# INPUT MATERIAL
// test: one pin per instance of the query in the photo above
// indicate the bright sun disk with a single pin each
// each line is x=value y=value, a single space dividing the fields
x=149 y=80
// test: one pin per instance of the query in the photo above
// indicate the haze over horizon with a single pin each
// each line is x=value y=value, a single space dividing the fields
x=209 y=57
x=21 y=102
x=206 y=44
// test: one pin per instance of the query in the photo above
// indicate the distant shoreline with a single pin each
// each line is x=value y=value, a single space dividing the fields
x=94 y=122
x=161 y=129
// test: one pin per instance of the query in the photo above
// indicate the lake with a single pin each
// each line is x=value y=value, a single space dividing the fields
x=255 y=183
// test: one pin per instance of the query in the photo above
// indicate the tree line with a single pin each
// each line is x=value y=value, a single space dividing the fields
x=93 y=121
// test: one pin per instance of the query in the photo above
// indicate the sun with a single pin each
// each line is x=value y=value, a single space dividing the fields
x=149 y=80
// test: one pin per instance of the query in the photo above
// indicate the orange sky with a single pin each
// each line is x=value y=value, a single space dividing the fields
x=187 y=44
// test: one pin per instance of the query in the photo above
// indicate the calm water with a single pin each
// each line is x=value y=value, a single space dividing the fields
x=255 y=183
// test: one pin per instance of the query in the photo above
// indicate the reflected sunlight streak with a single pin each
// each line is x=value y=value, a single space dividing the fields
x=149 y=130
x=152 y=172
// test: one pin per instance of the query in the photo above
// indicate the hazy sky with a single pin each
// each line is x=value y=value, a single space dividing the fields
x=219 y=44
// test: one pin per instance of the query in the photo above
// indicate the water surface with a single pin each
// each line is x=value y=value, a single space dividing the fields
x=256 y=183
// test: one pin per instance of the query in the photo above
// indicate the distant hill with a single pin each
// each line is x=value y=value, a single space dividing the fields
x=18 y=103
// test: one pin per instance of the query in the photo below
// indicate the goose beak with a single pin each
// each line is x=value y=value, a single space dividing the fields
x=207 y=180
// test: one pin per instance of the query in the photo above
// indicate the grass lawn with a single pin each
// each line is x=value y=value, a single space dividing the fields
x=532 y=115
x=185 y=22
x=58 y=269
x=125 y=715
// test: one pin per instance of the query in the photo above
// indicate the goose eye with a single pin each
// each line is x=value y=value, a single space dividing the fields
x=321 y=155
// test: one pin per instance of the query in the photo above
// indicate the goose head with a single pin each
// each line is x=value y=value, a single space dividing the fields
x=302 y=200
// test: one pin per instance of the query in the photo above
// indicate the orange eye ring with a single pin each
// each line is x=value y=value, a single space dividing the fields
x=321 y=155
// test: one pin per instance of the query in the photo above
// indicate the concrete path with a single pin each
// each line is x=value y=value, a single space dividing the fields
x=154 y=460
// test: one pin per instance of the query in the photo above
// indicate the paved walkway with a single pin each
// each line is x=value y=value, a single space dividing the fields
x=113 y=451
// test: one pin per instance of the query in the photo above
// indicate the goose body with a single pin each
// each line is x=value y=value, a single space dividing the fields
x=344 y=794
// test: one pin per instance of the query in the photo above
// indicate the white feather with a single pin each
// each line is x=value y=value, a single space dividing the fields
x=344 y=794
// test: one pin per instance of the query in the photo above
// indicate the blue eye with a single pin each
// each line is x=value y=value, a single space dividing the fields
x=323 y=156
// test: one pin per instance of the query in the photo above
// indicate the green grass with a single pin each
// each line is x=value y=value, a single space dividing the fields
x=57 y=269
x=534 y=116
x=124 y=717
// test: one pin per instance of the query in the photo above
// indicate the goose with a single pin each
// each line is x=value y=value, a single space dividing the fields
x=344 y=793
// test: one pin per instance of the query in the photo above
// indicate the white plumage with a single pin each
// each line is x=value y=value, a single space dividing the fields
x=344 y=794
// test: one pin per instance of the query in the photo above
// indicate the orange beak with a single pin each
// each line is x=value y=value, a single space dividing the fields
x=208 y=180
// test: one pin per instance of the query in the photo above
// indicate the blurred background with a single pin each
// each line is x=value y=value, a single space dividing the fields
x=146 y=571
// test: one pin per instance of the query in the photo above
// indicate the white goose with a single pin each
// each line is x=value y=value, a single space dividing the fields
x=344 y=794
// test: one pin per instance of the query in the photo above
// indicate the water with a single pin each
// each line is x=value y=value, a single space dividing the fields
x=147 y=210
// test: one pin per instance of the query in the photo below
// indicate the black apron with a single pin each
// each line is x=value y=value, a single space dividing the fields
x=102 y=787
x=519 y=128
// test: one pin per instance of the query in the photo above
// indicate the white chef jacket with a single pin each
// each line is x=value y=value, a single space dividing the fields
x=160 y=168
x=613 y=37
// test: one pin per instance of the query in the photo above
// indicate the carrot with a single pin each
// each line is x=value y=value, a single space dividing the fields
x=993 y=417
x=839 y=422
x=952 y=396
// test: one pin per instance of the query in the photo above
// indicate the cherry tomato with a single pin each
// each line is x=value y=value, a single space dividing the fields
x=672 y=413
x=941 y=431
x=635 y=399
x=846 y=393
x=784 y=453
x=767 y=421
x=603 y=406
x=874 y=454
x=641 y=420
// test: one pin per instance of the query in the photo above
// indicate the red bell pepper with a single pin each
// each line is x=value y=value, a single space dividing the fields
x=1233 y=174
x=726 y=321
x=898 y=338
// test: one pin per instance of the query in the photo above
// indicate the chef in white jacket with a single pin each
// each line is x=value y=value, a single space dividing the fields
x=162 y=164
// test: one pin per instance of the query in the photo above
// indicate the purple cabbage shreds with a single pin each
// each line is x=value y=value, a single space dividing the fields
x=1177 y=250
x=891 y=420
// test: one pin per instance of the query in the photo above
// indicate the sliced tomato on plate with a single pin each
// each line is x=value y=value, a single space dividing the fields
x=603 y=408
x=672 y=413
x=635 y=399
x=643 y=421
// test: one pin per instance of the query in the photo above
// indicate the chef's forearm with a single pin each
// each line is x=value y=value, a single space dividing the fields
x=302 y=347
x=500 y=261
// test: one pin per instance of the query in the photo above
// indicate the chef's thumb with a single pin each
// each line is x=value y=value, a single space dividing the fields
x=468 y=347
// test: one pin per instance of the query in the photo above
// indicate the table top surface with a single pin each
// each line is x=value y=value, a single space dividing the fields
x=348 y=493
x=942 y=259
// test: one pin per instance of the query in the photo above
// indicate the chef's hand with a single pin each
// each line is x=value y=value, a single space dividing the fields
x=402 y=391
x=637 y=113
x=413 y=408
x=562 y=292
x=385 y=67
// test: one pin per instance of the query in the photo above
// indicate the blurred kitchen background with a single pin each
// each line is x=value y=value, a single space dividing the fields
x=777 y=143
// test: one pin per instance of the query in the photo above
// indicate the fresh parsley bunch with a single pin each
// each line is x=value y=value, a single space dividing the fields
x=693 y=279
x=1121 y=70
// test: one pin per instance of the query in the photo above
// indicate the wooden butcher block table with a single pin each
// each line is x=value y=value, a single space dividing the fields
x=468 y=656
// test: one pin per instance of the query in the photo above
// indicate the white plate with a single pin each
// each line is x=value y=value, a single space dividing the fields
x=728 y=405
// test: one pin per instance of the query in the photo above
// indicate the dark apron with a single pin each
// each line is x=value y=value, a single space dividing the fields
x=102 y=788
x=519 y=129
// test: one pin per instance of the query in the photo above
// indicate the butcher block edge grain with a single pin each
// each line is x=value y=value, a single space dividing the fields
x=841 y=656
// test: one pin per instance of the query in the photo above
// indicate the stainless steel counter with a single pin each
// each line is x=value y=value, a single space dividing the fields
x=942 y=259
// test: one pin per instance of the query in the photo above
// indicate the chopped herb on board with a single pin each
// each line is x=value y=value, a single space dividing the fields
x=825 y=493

# EXERCISE OBJECTIVE
Repeat the data precisely, reproducing every entry.

# SOLVED EXERCISE
// test: one pin per instance of the query in the photo above
// indicate the bright sun disk with a single pin each
// each line is x=value y=value, a single space dividing the fields
x=149 y=80
// test: one pin per instance of the query in the photo above
// indicate the haze over horizon with a single pin each
// each line is x=value y=value, a single space dividing the fields
x=209 y=57
x=21 y=102
x=206 y=44
// test: one pin per instance of the query in the photo above
// indicate the distant shoreline with a single pin each
// each line is x=value y=value, a single space dividing the fields
x=94 y=122
x=161 y=129
// test: one pin per instance of the query in the photo above
// indicate the lake with a single pin each
// each line is x=value y=value, a single space dividing the fields
x=255 y=183
// test: one pin per instance of the query in the photo above
// indicate the tree line with a single pin each
// each line is x=value y=value, a single space dividing the fields
x=93 y=121
// test: one pin per instance of the query in the photo above
// indicate the sun with a single pin each
// each line is x=value y=value, a single space dividing the fields
x=149 y=80
// test: one pin per instance of the query in the photo above
// indicate the orange sky with a single pin each
// each line is x=value y=value, a single space dividing the fields
x=187 y=44
// test: one pin per instance of the query in the photo above
// indicate the calm water with a single pin each
// each line is x=value y=value, a single space dividing the fields
x=255 y=183
// test: one pin per instance of the query in the photo above
// indicate the reflected sunlight streak with a single pin each
// each line is x=value y=value, a single space dividing the fields
x=149 y=130
x=152 y=172
// test: one pin per instance of the query in the photo above
// indicate the hazy sky with a single pin each
// each line is x=value y=value, a single space dividing the fields
x=219 y=44
// test: one pin per instance of the query in the photo above
// indicate the water surface with a single pin each
// each line is x=value y=value, a single space dividing the fields
x=256 y=183
// test: one pin per instance of the query in the photo above
// indicate the distant hill with a single pin each
// each line is x=value y=value, a single space dividing the fields
x=18 y=103
// test: one pin per instance of the query in the photo below
// indicate the goose beak with a single pin each
// each line is x=value y=value, a single space dividing the fields
x=207 y=180
// test: one pin per instance of the query in the photo above
// indicate the grass lawn with a single pin each
// each line is x=value y=value, a single space dividing the fields
x=532 y=115
x=185 y=22
x=58 y=269
x=125 y=715
// test: one pin per instance of the query in the photo above
// indicate the goose eye with a single pin each
// each line is x=value y=value, a single space dividing the fields
x=321 y=155
// test: one pin per instance of the query in the photo above
// indicate the goose head with a single pin each
// each line is x=value y=value, a single space dividing the fields
x=302 y=200
// test: one pin per instance of the query in the photo above
// indicate the orange eye ring with a single pin each
// each line is x=value y=value, a single space dividing the fields
x=321 y=155
// test: one pin per instance of the query in the photo above
// indicate the concrete path with a single pin each
// each line is x=value y=value, a single space dividing the fields
x=154 y=460
// test: one pin per instance of the query in the photo above
// indicate the paved walkway with a single pin each
// each line is x=value y=value, a single space dividing the fields
x=113 y=451
// test: one pin per instance of the query in the photo above
// indicate the goose body with a single pin each
// each line is x=value y=value, a single space dividing the fields
x=344 y=794
// test: one pin per instance of the query in the photo above
// indicate the white feather with a single pin each
// each line is x=value y=value, a single space dividing the fields
x=344 y=794
// test: one pin per instance of the query in the photo above
// indicate the blue eye with a single pin each
// each line is x=value y=value, a single space dividing the fields
x=323 y=156
// test: one pin per instance of the query in the photo above
// indicate the green grass with a single pin each
// each line is x=value y=value, a single space dividing the fields
x=57 y=269
x=534 y=116
x=124 y=717
// test: one pin per instance of the query in the photo above
// indicate the goose with a single pin each
// each line is x=value y=value, a single space dividing the fields
x=344 y=793
// test: one pin per instance of the query in the photo above
// indicate the white plumage with a single pin each
// each line is x=value y=value, a single space dividing the fields
x=344 y=794
// test: one pin per instance of the query in the photo above
// indicate the orange beak with a single pin each
// each line is x=value y=value, a single space dividing the fields
x=208 y=180
// test: one pin per instance of the query in the photo above
// indicate the blurred background with a single pin each
// each line is x=value y=value, a single space dividing the fields
x=146 y=571
// test: one pin per instance of the query in the photo above
// indicate the white goose with a single pin each
// each line is x=value y=value, a single space dividing the fields
x=344 y=794
// test: one pin per instance of the query in the photo above
// indicate the water with a single pin each
// each line is x=value y=value, a single space dividing the fields
x=147 y=210
// test: one pin per instance of the query in the photo below
// indicate the black apron with a single pin each
// each line is x=value y=value, a single space dividing the fields
x=102 y=787
x=519 y=128
// test: one pin per instance of the query in the photo above
// indicate the white chef jacket with a single pin each
// each line is x=value y=value, a single space dividing the fields
x=160 y=168
x=613 y=37
// test: one pin per instance of the query in the photo above
// indicate the carrot with a single pin each
// each line is x=value y=value, a single space dividing the fields
x=993 y=417
x=839 y=422
x=952 y=396
// test: one pin per instance of the query in the photo above
// indicate the cherry tomato with a single pin each
// each line is x=value y=value, a single space dividing the fields
x=672 y=413
x=941 y=431
x=635 y=399
x=846 y=393
x=784 y=453
x=767 y=421
x=603 y=406
x=874 y=454
x=641 y=420
// test: one pin per instance of the query in the photo above
// indicate the red bell pepper with a single pin each
// each line is x=value y=value, a single space dividing the fields
x=1233 y=174
x=726 y=321
x=898 y=338
// test: one pin per instance of the query in the photo above
// indicate the chef in white jacket with a single pin each
// each line is x=value y=value, a single space dividing the fields
x=162 y=164
// test: one pin per instance of the query in the photo above
// indicate the purple cabbage shreds with a single pin each
// each line is x=value y=value, a single space dividing the fields
x=1177 y=250
x=891 y=420
// test: one pin per instance of the query in the photo above
// indicate the sliced tomato on plate with a single pin each
// each line is x=value y=value, a single space dividing the fields
x=603 y=408
x=672 y=413
x=635 y=399
x=643 y=421
// test: one pin per instance of the query in the photo above
// indicate the chef's forearm with a single pin each
// each line is x=value y=value, a single space dividing the fields
x=302 y=347
x=500 y=261
// test: one pin per instance of the query in the photo above
// indicate the chef's thumb with a single pin each
// each line is x=value y=value, a single space dividing the fields
x=468 y=347
// test: one pin per instance of the query in the photo above
// indicate the table top surface with a single pin each
// each line is x=value y=value, a single space dividing the fields
x=348 y=493
x=942 y=259
// test: one pin per instance of the query in the photo above
// indicate the chef's hand with a single pin each
// each line is x=value y=value, a single space dividing the fields
x=402 y=391
x=637 y=113
x=413 y=408
x=562 y=292
x=385 y=67
// test: one pin per instance of the query in the photo above
// indicate the blurred kitchen background with a single pin each
// each line is x=value y=value, a single space dividing the fields
x=777 y=143
// test: one pin per instance of the query in the photo above
// indicate the fresh parsley bunch with a single pin each
// each line is x=value y=value, a single space dividing the fields
x=693 y=279
x=1121 y=70
// test: one pin per instance of the query in the photo above
// indicate the wooden butcher block table with a single pin each
// each line is x=value y=value, a single space dividing the fields
x=468 y=656
// test: one pin per instance of the query in the photo above
// indicate the white plate with a single pin each
// each line is x=value y=value, a single space dividing the fields
x=728 y=405
// test: one pin per instance of the query in the photo above
// indicate the dark apron with a single pin each
// each line is x=value y=value, a single space dividing the fields
x=102 y=788
x=519 y=129
// test: one pin per instance of the query in the photo above
// indicate the butcher block edge grain with a single pin each
// each line is x=value y=value, a single space dividing the fields
x=841 y=656
// test: one pin per instance of the query in the photo above
// indicate the stainless steel counter with a single pin each
// each line is x=value y=value, a single space dividing the fields
x=942 y=259
// test: one pin per instance of the query in the photo above
// indicate the chopped herb on board with a single pin each
// each line is x=value y=value, a single space dividing the fields
x=825 y=493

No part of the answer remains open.